◆ Instrucción escrita 1
Extrae sin cambios un fragmento del texto sobre los migrantes: empieza en las palabras "Están en plazas, en" y detente después de "escrituró Ambrose Bierce.".
◆ Instrucción escrita 2
Escribe lo que sigue en el texto sobre los migrantes, a partir de su última oración.

◆ Texto dado
Migrantes: ‘Caminando, pasos, caminando’.

Joel Hernández Santiago

 

Están a la vista. Se les ve por todos lados. Ya uno por uno. Solos. O en parejas. O en grupos familiares. O con amigos que se dan apoyo. Con mucha frecuencia son gente de color. Delgados ellos y ellas. (“Son como la cuaresma: Largos-largos y sin carne” dice alguien por ahí en el Istmo de Tehuantepec).

 

Están en plazas, en camellones, en mercados, en banquetas, en pequeños refugios sombreados; están en carreteras, están entre la maleza, están en viejos edificios; están y no están. Son y no son. El sol castiga ahí. Pero ellos acostumbrados resisten, a pesar de los pesares y de los peligros que les acechan y les amenazan en México. “Ir a México es cometer eutanasia” escrituró Ambrose Bierce.

◆ Información proporcionada
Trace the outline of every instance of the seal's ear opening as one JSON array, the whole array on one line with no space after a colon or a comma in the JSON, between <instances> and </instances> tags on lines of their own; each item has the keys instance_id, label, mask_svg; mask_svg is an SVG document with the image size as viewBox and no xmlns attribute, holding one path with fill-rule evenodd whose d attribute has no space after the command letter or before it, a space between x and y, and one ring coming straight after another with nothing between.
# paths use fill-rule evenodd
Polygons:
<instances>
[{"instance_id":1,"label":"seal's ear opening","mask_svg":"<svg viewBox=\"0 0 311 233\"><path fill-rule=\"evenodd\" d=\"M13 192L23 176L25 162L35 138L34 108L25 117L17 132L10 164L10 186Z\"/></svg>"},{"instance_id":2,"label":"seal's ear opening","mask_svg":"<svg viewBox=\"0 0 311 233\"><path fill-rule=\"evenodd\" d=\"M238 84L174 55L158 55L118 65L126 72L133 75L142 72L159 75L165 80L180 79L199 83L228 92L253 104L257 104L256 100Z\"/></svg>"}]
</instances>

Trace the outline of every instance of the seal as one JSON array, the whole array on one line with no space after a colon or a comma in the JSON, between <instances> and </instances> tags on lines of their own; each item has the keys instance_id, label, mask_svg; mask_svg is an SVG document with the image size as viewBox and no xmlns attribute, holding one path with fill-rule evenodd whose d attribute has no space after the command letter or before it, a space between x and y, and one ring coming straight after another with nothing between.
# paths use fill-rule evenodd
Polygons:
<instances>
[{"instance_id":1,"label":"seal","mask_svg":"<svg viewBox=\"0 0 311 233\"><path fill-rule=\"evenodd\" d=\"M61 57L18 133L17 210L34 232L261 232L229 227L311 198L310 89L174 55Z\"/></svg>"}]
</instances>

◆ Respuesta correcta 1
Están en plazas, en camellones, en mercados, en banquetas, en pequeños refugios sombreados; están en carreteras, están entre la maleza, están en viejos edificios; están y no están. Son y no son. El sol castiga ahí. Pero ellos acostumbrados resisten, a pesar de los pesares y de los peligros que les acechan y les amenazan en México. “Ir a México es cometer eutanasia” escrituró Ambrose Bierce.

◆ Respuesta correcta 2
 

Son seres humanos que mantienen la dignidad porque buscan algo que todos buscamos, de cualquier condición social, edad o género. Es algo intangible pero cierta: quieren la felicidad, la tranquilidad, el asiento, el lugar, la cama, la silla, un techo y paredes con ventanas, una mesa limpia con un plato de sopa para él, para ella, para los niños, para los viejos, para los que van a llegar…

 

… Y la sombra fresca del árbol. Quieren trabajar y vivir en paz en el lugar de sus sueños, aunque ese sueño quizá no se cumpla.

 

Son de quién sabe dónde: algunos parecen mexicanos pero no lo son, por su actitud y mirada temerosa; son de El Salvador, de Guatemala, de Venezuela, cubanos, y, sobre todo haitianos, por lo que se sabe. ¿De cuántos países pasan junto a uno, con mirada indiferente, displicente si se quiere, pero al final una mirada de preocupación y eso: de tristeza?

 

Se les quiere ahí, pero no tanto. La gente del lugar pregunta qué hacen las autoridades para controlar esa llegada masiva de migrantes que por miles irrumpe en su vida, en su estar, en su normalidad, en sus calles, en sus plazas… en su estar en sus costumbres.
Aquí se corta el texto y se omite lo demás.